To complement the intuitive wii-mote controls, Atlus has mapped the instrument selection to the nun-chuck, making tool selections quick and painless. You don’t have to pick up your stylus, stopping whatever you were doing, and select the next tool, like the DS version. You just push the requisite angle on the analog stick. You can be amazingly quick with this control setup, and makes getting those higher rankings for the operations much easier. In many ways, the Wii version is the definitive version of Trauma Center. I sometimes have trouble going back to the DS version, seeing as how good the Wii one controls.
We also get a new instrument in the form of the Defibrillator, which you use by pushing both the wii-mote and nun-chuck forward at the same time. It’s cool, but sometimes doesn’t work properly. If you just give it some practice, you’ll be bringing back people from the dead in no time. You’ll see a few more tools later in the game, but I don’t want to spoil too much.
Thankfully (and I mean thankfully), Atlus has given us individual difficulty settings. The DS version was honestly one of the hardest games I’ve ever played. It was supposed to be hard, to drive the fact that saving lives isn’t easy, but sometimes I nearly broke my DS. This is not so with Second Opinion. Now we have Easy, Normal, and Hard, helping us save our sanities. It’s still difficult, especially on Hard, but definitely not as bad as before. I got through Easy without having any major problems.
Inner organs or abstract painting? |
The only thing I don’t like about the presentation is the sliding sprites when the characters have dialogue. It works on a handheld, but not a home console. It just looks like they cut corners or something. Also, there is very little spoken dialogue. We really only get a few lines, and they are mostly reserved for the operating table. It would have been cool if they added more, seeing as how they have DVD’s and not cartridges to work with now.
If you’ve never played the DS version, then Second Opinion will be amazing. You should buy it immediately with that money you just got from the holidays. If you have played Under the Knife, give Second Opinion at least a rental. Using the wii-mote is a lot of fun, and you should definitely see how good a doctor game can be on the Wii.

**Data supplied**
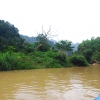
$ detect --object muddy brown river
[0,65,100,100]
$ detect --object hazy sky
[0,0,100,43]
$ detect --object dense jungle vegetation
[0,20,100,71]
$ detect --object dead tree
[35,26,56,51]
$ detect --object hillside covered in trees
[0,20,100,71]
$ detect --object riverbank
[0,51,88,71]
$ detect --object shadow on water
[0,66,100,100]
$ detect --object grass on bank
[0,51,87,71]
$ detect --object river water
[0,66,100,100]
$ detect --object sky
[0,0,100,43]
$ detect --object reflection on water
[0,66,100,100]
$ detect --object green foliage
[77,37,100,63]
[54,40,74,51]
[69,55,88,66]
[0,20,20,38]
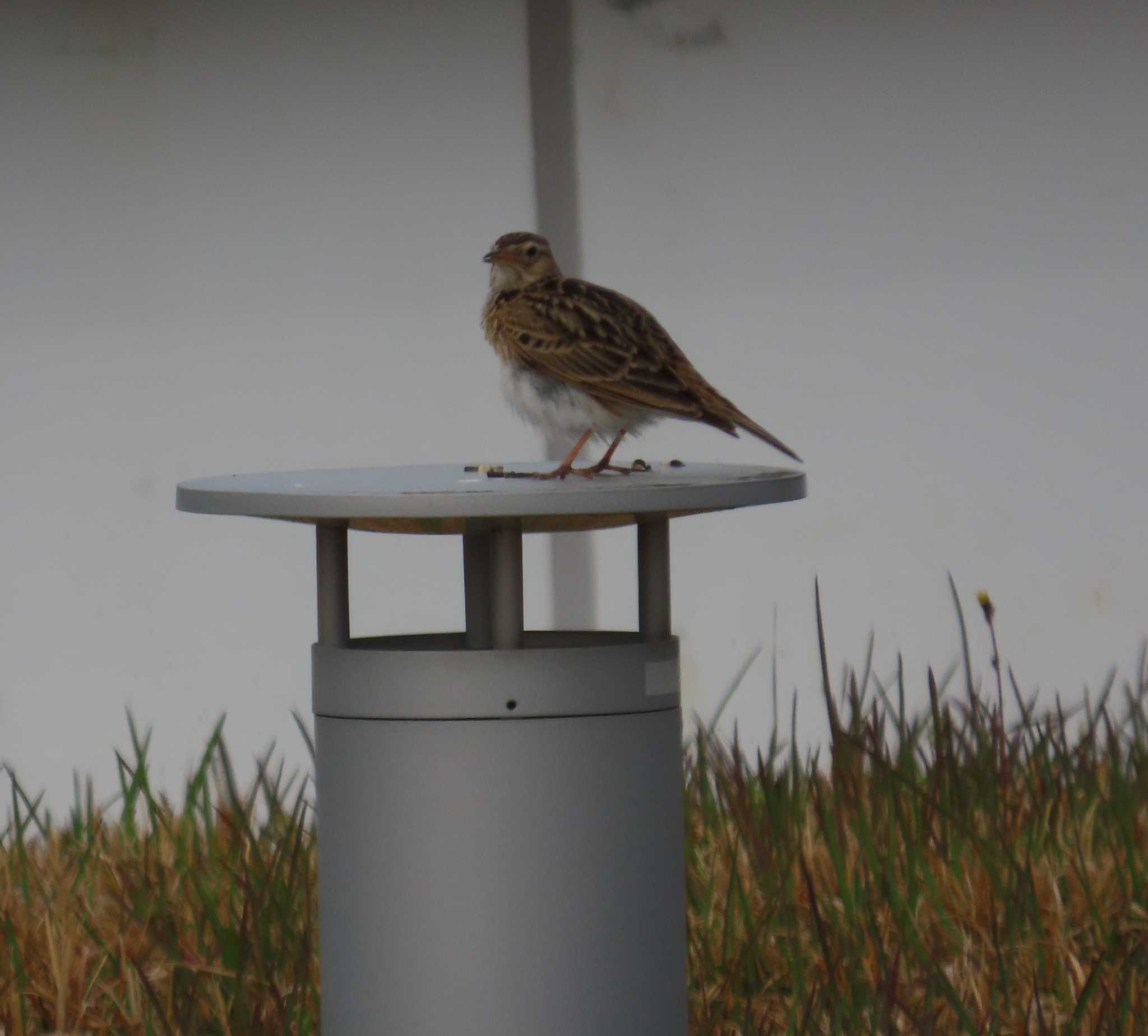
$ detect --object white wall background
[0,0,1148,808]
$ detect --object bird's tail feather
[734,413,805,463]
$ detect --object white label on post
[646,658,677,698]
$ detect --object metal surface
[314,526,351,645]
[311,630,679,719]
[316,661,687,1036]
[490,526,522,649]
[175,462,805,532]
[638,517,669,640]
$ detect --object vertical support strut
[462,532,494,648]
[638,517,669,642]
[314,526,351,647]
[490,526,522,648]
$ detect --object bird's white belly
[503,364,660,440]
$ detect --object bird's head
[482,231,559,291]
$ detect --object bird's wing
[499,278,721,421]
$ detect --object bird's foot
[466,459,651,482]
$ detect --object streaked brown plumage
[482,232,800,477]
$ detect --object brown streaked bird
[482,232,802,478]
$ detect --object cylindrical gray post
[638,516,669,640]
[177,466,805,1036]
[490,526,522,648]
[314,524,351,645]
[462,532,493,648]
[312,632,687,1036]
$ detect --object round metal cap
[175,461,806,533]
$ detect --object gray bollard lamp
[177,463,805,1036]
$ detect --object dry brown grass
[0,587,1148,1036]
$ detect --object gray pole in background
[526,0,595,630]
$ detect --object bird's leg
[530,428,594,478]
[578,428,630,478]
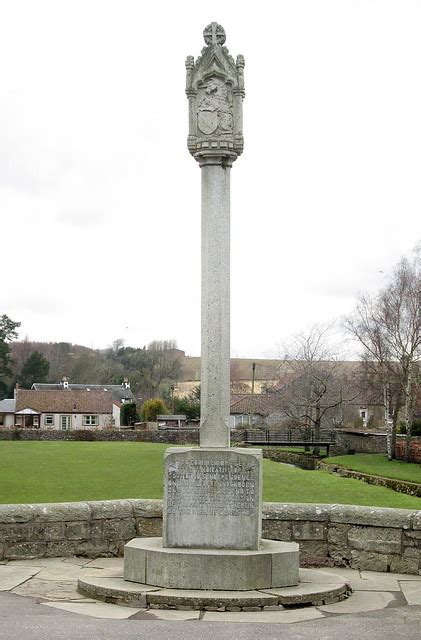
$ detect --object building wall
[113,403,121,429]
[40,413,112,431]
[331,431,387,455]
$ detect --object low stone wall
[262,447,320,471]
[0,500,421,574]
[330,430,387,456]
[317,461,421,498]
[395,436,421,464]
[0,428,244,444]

---

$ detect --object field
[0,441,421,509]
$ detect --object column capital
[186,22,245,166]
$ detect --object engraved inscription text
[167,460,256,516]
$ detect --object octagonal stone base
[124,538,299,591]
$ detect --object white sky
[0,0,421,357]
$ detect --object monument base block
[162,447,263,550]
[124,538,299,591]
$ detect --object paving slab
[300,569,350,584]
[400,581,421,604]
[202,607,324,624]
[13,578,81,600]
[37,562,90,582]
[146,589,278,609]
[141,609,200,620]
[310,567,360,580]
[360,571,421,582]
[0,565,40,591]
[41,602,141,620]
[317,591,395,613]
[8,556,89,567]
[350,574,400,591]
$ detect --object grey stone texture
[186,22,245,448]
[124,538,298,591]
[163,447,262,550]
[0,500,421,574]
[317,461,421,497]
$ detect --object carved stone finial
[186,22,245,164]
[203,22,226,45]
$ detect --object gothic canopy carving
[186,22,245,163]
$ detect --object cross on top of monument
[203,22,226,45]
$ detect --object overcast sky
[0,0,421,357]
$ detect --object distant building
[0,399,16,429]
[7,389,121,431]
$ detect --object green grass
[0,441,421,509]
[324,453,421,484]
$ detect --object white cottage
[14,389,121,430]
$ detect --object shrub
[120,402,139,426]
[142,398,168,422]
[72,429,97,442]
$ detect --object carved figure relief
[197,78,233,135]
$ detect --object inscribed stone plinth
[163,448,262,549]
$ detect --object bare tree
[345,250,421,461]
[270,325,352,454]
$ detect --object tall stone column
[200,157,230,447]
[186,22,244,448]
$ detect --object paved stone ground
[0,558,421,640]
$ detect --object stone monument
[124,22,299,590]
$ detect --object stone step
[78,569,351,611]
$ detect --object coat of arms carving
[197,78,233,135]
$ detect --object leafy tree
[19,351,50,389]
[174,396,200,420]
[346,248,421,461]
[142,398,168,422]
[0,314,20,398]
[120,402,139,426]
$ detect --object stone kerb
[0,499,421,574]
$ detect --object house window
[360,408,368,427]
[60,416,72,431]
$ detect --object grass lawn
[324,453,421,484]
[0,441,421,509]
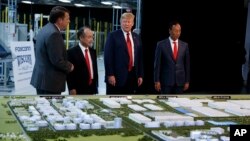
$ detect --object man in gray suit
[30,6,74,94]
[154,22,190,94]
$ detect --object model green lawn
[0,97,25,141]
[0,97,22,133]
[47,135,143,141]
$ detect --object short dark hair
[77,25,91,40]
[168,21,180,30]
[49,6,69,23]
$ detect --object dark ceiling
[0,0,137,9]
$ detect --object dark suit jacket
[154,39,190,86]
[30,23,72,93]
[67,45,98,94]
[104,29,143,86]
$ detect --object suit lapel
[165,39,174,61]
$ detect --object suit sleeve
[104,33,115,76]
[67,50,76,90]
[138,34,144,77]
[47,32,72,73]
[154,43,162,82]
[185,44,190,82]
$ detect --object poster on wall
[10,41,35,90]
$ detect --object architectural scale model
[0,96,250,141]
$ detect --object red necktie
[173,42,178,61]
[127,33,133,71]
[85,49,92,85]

**Exercise aim**
Copy out the entire Trauma Center review above, word for word. The items have no connection to the Trauma Center review.

**Reply to the exercise**
To complement the intuitive wii-mote controls, Atlus has mapped the instrument selection to the nun-chuck, making tool selections quick and painless. You don’t have to pick up your stylus, stopping whatever you were doing, and select the next tool, like the DS version. You just push the requisite angle on the analog stick. You can be amazingly quick with this control setup, and makes getting those higher rankings for the operations much easier. In many ways, the Wii version is the definitive version of Trauma Center. I sometimes have trouble going back to the DS version, seeing as how good the Wii one controls.
We also get a new instrument in the form of the Defibrillator, which you use by pushing both the wii-mote and nun-chuck forward at the same time. It’s cool, but sometimes doesn’t work properly. If you just give it some practice, you’ll be bringing back people from the dead in no time. You’ll see a few more tools later in the game, but I don’t want to spoil too much.
Thankfully (and I mean thankfully), Atlus has given us individual difficulty settings. The DS version was honestly one of the hardest games I’ve ever played. It was supposed to be hard, to drive the fact that saving lives isn’t easy, but sometimes I nearly broke my DS. This is not so with Second Opinion. Now we have Easy, Normal, and Hard, helping us save our sanities. It’s still difficult, especially on Hard, but definitely not as bad as before. I got through Easy without having any major problems.
Inner organs or abstract painting? |
The only thing I don’t like about the presentation is the sliding sprites when the characters have dialogue. It works on a handheld, but not a home console. It just looks like they cut corners or something. Also, there is very little spoken dialogue. We really only get a few lines, and they are mostly reserved for the operating table. It would have been cool if they added more, seeing as how they have DVD’s and not cartridges to work with now.
If you’ve never played the DS version, then Second Opinion will be amazing. You should buy it immediately with that money you just got from the holidays. If you have played Under the Knife, give Second Opinion at least a rental. Using the wii-mote is a lot of fun, and you should definitely see how good a doctor game can be on the Wii.